*Saved data entries*.
>>>>
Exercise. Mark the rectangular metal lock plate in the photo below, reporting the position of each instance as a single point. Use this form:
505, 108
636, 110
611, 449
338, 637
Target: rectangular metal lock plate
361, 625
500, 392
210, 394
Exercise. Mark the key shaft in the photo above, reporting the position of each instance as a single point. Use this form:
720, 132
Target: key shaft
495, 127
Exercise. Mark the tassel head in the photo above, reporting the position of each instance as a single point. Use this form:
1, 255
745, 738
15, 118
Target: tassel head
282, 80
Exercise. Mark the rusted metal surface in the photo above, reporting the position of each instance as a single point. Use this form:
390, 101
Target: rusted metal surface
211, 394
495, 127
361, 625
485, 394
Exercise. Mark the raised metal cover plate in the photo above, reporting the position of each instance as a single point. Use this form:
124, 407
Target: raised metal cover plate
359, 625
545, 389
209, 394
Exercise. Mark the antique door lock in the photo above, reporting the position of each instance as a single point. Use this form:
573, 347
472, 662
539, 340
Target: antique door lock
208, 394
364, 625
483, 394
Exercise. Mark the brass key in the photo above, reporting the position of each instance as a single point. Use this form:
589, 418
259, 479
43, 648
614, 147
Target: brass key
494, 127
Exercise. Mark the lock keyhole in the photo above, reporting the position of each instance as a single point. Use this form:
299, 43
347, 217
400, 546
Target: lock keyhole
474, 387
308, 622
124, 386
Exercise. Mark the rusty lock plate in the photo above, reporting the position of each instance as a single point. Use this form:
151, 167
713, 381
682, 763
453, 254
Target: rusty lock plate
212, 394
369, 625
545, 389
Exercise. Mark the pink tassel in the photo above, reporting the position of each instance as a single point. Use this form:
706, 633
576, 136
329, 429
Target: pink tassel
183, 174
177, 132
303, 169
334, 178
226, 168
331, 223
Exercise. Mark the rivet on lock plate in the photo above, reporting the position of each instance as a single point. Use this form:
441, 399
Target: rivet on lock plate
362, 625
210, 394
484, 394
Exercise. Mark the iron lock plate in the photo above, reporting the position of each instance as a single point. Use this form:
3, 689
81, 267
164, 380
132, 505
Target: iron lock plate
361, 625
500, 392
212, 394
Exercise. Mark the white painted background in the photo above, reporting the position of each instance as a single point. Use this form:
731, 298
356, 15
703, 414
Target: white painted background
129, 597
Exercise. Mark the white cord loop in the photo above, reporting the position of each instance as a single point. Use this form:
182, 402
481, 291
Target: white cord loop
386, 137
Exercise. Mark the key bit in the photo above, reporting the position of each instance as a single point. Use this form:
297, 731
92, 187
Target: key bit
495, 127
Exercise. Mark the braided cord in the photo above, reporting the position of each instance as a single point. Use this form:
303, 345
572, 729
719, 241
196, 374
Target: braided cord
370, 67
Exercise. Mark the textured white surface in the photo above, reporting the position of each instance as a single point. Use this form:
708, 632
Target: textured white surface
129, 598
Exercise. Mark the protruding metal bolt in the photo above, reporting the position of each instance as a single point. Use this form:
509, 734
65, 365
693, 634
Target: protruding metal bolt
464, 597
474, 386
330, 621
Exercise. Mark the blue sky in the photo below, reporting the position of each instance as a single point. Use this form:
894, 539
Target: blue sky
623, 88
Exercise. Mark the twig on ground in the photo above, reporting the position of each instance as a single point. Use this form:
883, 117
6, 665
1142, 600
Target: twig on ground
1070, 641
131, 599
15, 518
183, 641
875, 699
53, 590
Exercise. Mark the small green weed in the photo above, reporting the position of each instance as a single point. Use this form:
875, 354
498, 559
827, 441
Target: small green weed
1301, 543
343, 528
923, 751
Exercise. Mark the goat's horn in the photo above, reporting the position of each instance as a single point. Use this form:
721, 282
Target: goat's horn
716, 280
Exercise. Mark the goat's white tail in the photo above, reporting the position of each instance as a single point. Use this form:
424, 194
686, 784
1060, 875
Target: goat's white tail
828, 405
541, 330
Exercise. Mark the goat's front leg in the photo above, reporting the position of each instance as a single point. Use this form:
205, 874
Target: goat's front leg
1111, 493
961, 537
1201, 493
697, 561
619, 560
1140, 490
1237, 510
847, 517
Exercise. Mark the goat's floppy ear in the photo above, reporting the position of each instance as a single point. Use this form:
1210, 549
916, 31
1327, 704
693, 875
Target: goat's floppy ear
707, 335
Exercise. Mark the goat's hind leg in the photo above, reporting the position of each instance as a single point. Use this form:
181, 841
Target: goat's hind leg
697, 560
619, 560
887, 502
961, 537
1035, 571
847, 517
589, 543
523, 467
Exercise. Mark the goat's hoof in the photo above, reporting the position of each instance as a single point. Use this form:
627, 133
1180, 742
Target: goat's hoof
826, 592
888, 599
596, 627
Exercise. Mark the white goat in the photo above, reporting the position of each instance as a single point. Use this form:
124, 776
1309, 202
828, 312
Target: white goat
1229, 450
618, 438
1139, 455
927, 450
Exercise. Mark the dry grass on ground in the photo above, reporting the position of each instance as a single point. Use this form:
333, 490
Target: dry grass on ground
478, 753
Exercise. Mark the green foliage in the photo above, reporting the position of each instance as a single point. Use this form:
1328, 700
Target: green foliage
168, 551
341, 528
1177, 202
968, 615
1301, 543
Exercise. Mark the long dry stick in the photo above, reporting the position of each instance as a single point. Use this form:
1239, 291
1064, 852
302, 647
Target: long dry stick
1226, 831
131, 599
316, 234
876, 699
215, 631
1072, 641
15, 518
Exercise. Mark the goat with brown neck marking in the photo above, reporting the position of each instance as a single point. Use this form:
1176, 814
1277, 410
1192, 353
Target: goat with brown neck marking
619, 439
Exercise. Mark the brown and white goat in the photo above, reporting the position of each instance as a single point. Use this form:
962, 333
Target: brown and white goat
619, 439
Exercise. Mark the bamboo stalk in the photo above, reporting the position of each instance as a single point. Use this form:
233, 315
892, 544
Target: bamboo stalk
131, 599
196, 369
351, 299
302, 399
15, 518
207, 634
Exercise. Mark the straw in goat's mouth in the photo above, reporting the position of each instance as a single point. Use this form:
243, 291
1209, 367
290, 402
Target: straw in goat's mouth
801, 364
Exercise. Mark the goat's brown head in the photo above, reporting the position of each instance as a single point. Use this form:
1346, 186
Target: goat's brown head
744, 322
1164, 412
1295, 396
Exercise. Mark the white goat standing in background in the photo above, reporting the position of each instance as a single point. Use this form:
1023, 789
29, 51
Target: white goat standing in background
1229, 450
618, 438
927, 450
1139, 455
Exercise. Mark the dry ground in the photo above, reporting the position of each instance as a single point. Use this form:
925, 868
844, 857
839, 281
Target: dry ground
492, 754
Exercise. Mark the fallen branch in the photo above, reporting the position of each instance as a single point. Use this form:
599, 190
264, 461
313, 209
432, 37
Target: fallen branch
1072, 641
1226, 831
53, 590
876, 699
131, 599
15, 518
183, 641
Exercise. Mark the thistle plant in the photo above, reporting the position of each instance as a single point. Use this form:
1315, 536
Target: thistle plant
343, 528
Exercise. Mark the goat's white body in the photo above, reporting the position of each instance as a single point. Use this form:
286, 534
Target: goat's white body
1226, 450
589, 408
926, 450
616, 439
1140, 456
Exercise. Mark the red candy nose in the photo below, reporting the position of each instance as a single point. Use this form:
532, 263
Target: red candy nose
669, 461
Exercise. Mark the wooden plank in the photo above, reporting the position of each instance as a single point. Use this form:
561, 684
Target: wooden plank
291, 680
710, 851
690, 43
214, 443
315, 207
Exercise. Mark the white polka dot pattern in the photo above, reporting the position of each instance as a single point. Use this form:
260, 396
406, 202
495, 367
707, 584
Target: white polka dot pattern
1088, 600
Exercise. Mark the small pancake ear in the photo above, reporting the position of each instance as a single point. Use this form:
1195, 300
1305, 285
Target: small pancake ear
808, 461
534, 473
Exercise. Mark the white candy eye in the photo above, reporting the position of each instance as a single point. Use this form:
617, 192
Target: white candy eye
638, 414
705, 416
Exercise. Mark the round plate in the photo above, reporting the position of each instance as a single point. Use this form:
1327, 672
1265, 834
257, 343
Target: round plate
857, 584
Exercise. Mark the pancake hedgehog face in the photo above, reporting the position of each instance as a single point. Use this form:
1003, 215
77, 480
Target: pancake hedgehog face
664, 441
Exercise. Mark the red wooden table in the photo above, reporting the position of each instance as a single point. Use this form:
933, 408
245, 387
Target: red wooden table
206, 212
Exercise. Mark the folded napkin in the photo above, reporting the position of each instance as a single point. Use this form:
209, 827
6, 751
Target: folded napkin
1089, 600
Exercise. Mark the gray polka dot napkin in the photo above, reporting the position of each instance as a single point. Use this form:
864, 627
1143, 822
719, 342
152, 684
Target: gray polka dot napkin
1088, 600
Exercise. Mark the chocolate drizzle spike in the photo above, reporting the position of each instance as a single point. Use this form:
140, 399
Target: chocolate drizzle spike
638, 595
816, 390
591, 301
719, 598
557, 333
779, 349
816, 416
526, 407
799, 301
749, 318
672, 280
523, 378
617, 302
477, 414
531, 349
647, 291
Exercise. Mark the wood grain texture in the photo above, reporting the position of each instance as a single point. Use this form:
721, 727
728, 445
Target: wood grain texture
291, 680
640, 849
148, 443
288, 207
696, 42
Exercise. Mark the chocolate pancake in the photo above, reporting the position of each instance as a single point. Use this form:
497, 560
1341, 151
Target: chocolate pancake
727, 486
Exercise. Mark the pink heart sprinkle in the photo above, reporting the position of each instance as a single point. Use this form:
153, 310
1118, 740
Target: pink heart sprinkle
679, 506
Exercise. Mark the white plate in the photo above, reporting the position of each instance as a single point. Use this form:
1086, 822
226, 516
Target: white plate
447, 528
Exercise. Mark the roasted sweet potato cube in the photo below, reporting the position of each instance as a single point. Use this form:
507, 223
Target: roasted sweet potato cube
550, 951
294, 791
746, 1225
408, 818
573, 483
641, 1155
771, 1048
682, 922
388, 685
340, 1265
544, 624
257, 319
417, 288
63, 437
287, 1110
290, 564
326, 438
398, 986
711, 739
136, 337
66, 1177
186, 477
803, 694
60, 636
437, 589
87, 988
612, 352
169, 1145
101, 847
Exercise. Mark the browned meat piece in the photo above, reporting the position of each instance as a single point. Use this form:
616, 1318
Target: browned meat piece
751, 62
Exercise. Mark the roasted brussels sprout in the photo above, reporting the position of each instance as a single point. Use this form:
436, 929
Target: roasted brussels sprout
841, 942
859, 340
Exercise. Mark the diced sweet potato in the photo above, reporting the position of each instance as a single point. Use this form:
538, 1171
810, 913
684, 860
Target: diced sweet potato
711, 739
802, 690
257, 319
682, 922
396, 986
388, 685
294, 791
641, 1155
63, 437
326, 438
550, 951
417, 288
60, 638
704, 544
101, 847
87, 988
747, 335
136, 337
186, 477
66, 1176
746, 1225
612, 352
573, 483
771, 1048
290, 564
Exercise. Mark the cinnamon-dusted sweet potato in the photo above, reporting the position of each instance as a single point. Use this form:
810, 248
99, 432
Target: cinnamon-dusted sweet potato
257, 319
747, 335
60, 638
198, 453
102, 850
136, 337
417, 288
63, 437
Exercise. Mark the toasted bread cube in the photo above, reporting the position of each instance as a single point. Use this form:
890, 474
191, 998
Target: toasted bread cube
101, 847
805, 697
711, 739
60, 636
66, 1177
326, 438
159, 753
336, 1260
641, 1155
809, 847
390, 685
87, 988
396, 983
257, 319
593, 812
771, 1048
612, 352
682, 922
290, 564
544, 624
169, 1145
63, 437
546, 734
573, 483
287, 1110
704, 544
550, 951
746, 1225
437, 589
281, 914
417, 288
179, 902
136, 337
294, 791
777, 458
<<<<
*Work task*. In the records above, some lines hold the word "below"; copy each such line.

*Answer to the exercise*.
Exercise. Mark the rectangular metal lock plate in the photo below, reporting the position of each instance as a single point. Use this form:
Exercise. Mark the blue sky in the photo below, reporting the position of each instance as a single point. Use this form:
Exercise. Mark the red candy nose in the photo below, reporting the position of each instance as a single point. Use this form:
Exercise. Mark the roasted sweet potato cube in the photo below, reporting the position of each instance as a single point. Use this form:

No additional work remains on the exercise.